**WORK ORDER**
All that is needed is every record, duplicated exactly.

-- MATERIAL TO PROCESS follows --

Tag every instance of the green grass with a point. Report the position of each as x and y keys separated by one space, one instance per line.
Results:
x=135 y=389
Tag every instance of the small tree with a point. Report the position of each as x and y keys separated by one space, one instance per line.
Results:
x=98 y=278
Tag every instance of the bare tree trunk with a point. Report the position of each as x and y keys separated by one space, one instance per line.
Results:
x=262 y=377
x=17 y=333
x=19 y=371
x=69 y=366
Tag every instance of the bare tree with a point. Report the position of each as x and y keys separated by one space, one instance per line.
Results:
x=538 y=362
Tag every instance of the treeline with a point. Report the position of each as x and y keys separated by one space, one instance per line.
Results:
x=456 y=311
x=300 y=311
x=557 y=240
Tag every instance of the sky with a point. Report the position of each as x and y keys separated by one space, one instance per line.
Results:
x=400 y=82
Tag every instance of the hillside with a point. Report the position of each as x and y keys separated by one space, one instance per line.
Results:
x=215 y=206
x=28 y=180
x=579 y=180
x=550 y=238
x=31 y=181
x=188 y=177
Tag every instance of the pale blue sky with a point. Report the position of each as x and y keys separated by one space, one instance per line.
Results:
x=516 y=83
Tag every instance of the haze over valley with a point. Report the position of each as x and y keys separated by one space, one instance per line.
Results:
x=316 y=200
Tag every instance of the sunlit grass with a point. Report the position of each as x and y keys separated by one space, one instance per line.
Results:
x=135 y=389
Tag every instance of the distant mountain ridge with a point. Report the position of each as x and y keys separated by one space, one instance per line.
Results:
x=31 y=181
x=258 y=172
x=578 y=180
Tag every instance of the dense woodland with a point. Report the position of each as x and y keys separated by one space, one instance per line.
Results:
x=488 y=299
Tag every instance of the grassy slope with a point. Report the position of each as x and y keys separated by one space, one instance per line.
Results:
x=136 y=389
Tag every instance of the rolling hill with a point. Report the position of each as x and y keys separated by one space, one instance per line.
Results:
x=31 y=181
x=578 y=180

-- MATERIAL TO PROCESS concluded --

**FINAL ANSWER**
Tag every instance of the green grass with a point. Report the position of each as x and y keys separated by one space, one instance per line.
Results:
x=135 y=389
Tag every instance of the small tree with a point. Report the position of each as x and y keys separated by one space, one instance per line.
Results:
x=98 y=278
Tag every instance of the bare tree trunk with a point. Report the position of each as x and y keys separated by one space, one instance per line.
Results:
x=262 y=377
x=17 y=333
x=19 y=371
x=69 y=366
Tag every instance of the bare tree with a point. Report the position of each as x and y keys separated by one space, one instance per line.
Results:
x=538 y=362
Tag every instance of the treeline with a point. Report the position of each as x and y keys separated by one space, one instance per line.
Results:
x=456 y=311
x=300 y=311
x=557 y=240
Tag every instance of the sky with a point. Report the position of each as x and y keys separated by one space, one instance per line.
Results:
x=400 y=82
Tag every instance of the hillside with a point. Report the position of each as x and y keys separated by one space, one instance per line.
Results:
x=215 y=206
x=28 y=180
x=579 y=180
x=550 y=238
x=31 y=181
x=188 y=177
Tag every instance of the pale blue sky with a point. Report the position of each as x and y keys separated by one space, one instance per line.
Results:
x=516 y=83
Tag every instance of the haze over valley with a point. Report the position of each as x and y keys separated by one space, one instance per line.
Results:
x=316 y=200
Tag every instance of the sunlit grass with a point. Report the position of each as x and y keys separated by one space, one instance per line.
Results:
x=135 y=389
Tag every instance of the distant mountain ridge with a point. Report the position of each as x and y keys separated by one space, one instance per line.
Results:
x=31 y=181
x=258 y=172
x=578 y=180
Tag every instance of the dense woodland with a point. Report the position of each as x and y keys separated by one space, one instance per line.
Results:
x=488 y=299
Tag every instance of the grassy slope with a point. Report the position of each as x and y keys separated by one space, one instance per line.
Results:
x=136 y=389
Tag every instance of the rolling hill with a point. Report the position of each as x and y keys separated by one space, one instance per line.
Results:
x=31 y=181
x=578 y=180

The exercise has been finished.